## [Your goal]
Turn the entries below into a two-column CSV with the headers "prompt" and "completion", one row per entry. Put each entry's text and its answer in a single quoted field, and replace line breaks with spaces.

## [Input material]

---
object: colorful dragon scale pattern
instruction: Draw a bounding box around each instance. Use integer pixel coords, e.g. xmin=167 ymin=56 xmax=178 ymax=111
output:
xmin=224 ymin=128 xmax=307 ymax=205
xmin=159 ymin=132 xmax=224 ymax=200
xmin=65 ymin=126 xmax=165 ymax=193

## [Exercise answer]
prompt,completion
"--- object: colorful dragon scale pattern instruction: Draw a bounding box around each instance. Use integer pixel coords, e.g. xmin=167 ymin=56 xmax=178 ymax=111 output:","xmin=224 ymin=128 xmax=307 ymax=205 xmin=159 ymin=132 xmax=224 ymax=200 xmin=65 ymin=126 xmax=165 ymax=193"